Items from a dataset:
::::::

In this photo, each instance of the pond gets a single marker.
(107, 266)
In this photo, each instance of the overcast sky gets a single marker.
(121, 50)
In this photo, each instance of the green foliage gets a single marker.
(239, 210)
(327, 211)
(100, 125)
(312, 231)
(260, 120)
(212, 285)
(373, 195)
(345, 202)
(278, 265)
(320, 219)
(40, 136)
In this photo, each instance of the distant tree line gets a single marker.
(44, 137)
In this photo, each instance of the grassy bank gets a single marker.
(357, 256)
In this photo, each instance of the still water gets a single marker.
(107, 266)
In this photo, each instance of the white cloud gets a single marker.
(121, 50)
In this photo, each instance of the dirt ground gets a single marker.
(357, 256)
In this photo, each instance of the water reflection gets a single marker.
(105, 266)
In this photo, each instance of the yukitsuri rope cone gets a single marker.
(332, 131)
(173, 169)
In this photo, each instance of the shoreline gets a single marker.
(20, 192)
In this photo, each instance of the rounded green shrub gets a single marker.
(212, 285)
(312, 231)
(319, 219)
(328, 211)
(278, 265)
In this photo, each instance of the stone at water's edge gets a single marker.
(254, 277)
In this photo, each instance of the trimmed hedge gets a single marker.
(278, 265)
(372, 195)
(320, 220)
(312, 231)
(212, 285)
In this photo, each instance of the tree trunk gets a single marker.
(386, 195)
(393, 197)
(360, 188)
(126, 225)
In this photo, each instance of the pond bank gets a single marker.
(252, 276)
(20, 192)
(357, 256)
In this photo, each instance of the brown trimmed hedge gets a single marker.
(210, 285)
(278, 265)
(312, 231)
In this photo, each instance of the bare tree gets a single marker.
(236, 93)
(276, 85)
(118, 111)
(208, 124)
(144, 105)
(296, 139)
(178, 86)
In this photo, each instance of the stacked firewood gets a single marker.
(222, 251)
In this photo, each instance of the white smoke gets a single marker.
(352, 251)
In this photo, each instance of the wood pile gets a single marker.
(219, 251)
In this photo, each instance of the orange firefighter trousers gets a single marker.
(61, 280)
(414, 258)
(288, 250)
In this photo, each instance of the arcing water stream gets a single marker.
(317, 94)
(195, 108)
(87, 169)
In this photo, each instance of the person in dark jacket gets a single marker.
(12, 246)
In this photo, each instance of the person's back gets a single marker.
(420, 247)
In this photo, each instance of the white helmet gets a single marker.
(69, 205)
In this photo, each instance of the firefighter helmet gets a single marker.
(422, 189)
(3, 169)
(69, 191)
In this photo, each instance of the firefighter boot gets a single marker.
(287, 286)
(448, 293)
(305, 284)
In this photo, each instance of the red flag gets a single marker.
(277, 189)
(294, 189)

::::::

THE EXERCISE: Repeat the data above, word for word.

ANSWER TO THE PROBLEM:
In this photo, each instance of the pond gets a single marker.
(107, 266)
In this photo, each instance of the overcast sky gets a single marker.
(121, 50)
In this photo, each instance of the green foliage gets a single marker.
(239, 210)
(327, 211)
(100, 125)
(312, 231)
(260, 120)
(212, 285)
(373, 195)
(345, 202)
(278, 265)
(320, 219)
(40, 136)
In this photo, each instance of the distant tree line gets a single marker.
(44, 137)
In this photo, each instance of the grassy bank gets a single marker.
(357, 256)
In this photo, each instance of the still water gets a single marker.
(107, 266)
In this photo, each instance of the white cloud gets a single marker.
(121, 50)
In this photo, each instance of the dirt ground gets a single marker.
(357, 256)
In this photo, each instance of the water reflection gets a single marker.
(105, 266)
In this photo, each instance of the yukitsuri rope cone gets a single marker.
(332, 131)
(173, 169)
In this photo, each instance of the shoreline gets a single marker.
(20, 192)
In this photo, each instance of the rounded green shrub gets a single marker.
(212, 285)
(312, 231)
(319, 219)
(328, 211)
(278, 265)
In this photo, each instance of the stone at water's edge gets a single marker.
(254, 277)
In this photo, each instance of the trimmed hedge gets a single marker.
(278, 265)
(372, 195)
(320, 220)
(312, 231)
(212, 285)
In this photo, each instance of the tree trunk gets a single marker.
(386, 195)
(393, 197)
(360, 188)
(126, 225)
In this photo, each instance of the pond bank gets a single marker.
(252, 276)
(20, 192)
(357, 256)
In this photo, each instance of the brown trimmed hedge gets a single marker.
(210, 285)
(278, 265)
(312, 231)
In this photo, each instance of the bare tree gets a single marker.
(236, 93)
(276, 85)
(118, 111)
(208, 124)
(144, 105)
(296, 139)
(178, 86)
In this photo, each instance of the stacked firewood gets a single marker.
(222, 251)
In this photo, each instance of the white smoke gets a single marker.
(352, 251)
In this photo, each instance of the wood pile gets a single marker.
(219, 251)
In this photo, each instance of the orange firefighter trousers gets a single marker.
(61, 280)
(414, 258)
(288, 250)
In this photo, each instance of the arcing water stream gets a single marker.
(317, 94)
(195, 108)
(87, 169)
In this photo, each instance of the person in dark jacket gets a single marker.
(12, 246)
In this photo, each instance of the person's back gets a single marker.
(420, 247)
In this photo, each instance of the white helmet gets a single marker.
(69, 205)
In this photo, each instance of the firefighter helmet gets a single marker.
(422, 189)
(3, 169)
(69, 191)
In this photo, each instance of the firefighter boot gets a single marker.
(287, 286)
(448, 293)
(305, 284)
In this photo, each instance of the red flag gets a single marker.
(277, 189)
(294, 189)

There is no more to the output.